▶ _Direction 1_
Answer these questions about the libmicrohttpd thread:
(a) In which SVN revision was the fix made?
(b) How long does the browser keep the connections open?
(c) How did Ken apply the change to his local copy?
▶ _Direction 2_
From the libmicrohttpd thread, quote the passage between "On Thu, Jun" and "MHD_mutex_lock_ (&daemon->cleanup_connection_mutex)) )", inclusive.
▶ _Direction 3_
Write what comes next in the libmicrohttpd thread, picking up after its final sentence.

Well that was fast!

I made the change to my local copy (deleting one character seemed simpler
than checking out from SVN) and tried it out.  Works like a charm!

Thanks, Christian!


Ken



On Thu, Jun 26, 2014 at 3:07 PM, Christian Grothoff <[email protected]>
wrote:

> Found it, very simple off-by-one (character, not index):
>
> grothoff@spec:~/svn/libmicrohttpd/src/microhttpd$ svn diff
> Index: daemon.c
> ===================================================================
> --- daemon.c    (revision 33841)
> +++ daemon.c    (working copy)
> @@ -3996,7 +3996,7 @@
>    if ( (0 != (daemon->options & MHD_USE_THREAD_PER_CONNECTION)) &&
>         (MHD_YES != MHD_mutex_lock_ (&daemon->cleanup_connection_mutex)) )
>      MHD_PANIC ("Failed to acquire cleanup mutex\n");
> -  for (pos = daemon->connections_head; NULL != pos; pos = pos->nextX)
> +  for (pos = daemon->connections_head; NULL != pos; pos = pos->next)
>      shutdown (pos->socket_fd,
>               (pos->read_closed == MHD_YES) ? SHUT_WR : SHUT_RDWR);
>    if ( (0 != (daemon->options & MHD_USE_THREAD_PER_CONNECTION)) &&
>
>
> 'nextX' is the linked list with connections waiting on timeout,
> 'next' is the linked list with all connections; by going for 'nextX'
> we fail to call shutdown on 'some' FDs, and thus the threads may
> not terminate unless the client terminates them.  In your case, the
> browser keeps the connections open for 120s.
>
> Fixed in SVN 33874.
>
> Thanks for reporting & the testcase!
>
> -Christian
>
> On 06/26/2014 07:22 PM, Kenneth Mastro wrote:
> > Hi Christian et all,
> >
> > It took me a few weeks to get back to this, but I managed to write up a
> > test case today to demonstrate this 'delayed shutdown' problem.  I sent
> > Christian a PM with the test case rather then sending the entire list a
> > tar.gz file (if it would even let me).

Rows from a dataset
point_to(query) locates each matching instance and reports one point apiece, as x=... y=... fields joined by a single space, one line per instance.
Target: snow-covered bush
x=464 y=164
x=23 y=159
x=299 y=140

▶ _Exercise response 1_
(a) SVN 33874
(b) 120 seconds
(c) He deleted one character instead of checking out from SVN.

▶ _Exercise response 2_
On Thu, Jun 26, 2014 at 3:07 PM, Christian Grothoff <[email protected]>
wrote:

> Found it, very simple off-by-one (character, not index):
>
> grothoff@spec:~/svn/libmicrohttpd/src/microhttpd$ svn diff
> Index: daemon.c
> ===================================================================
> --- daemon.c    (revision 33841)
> +++ daemon.c    (working copy)
> @@ -3996,7 +3996,7 @@
>    if ( (0 != (daemon->options & MHD_USE_THREAD_PER_CONNECTION)) &&
>         (MHD_YES != MHD_mutex_lock_ (&daemon->cleanup_connection_mutex)) )

▶ _Exercise response 3_
> >
> > The problem only seems to occur when using the 'thread per connection'
> > threading option.  It also has nothing to do with 'POST' processing or a
> > 'request completed' callback - my test case doesn't have either of those
> > things.  Just simple 'GET's of images - not even any query string
> parsing.
> > Otherwise, I have nothing to offer except that it might be more likely to
> > occur under heavier loads.  Having the browser request 30 images
> (specified
> > in a single HTML file) seems to get it to happen every time on my dev
> > machine.
> >
> > Oh - and I also updated to version 0.9.37, which made no difference (I
> was
> > using 0.9.35 when I saw the behavior).  I'm running Ubuntu 12.04 LTS.
> >
> > Hope this helps.
> >
> > Christian - if you didn't get my email, please let me know.  I sent it
> just
> > prior to sending this list email out.
> >
> >
> > Thanks again,
> > Ken
> >
> >
> >
> >
> > On Sat, Jun 7, 2014 at 11:05 AM, Christian Grothoff <[email protected]
> >
> > wrote:
> >
> >> On 06/07/2014 04:30 PM, Kenneth Mastro wrote:
> >>> Hi Christian,
> >>>
> >>> Thanks for the quick reply.
> >>>
> >>> And erk!  Sorry about the OS thing.  I'm on Linux.  My development
> >>> environment is a stock install of Ubuntu 12.04 LTS VM on a Windows 7
> PC.
> >>> (I doubt the VM thing matters at all, but figured I'd mention it just
> in
> >>> case.)
> >>
> >> I doubt it as well.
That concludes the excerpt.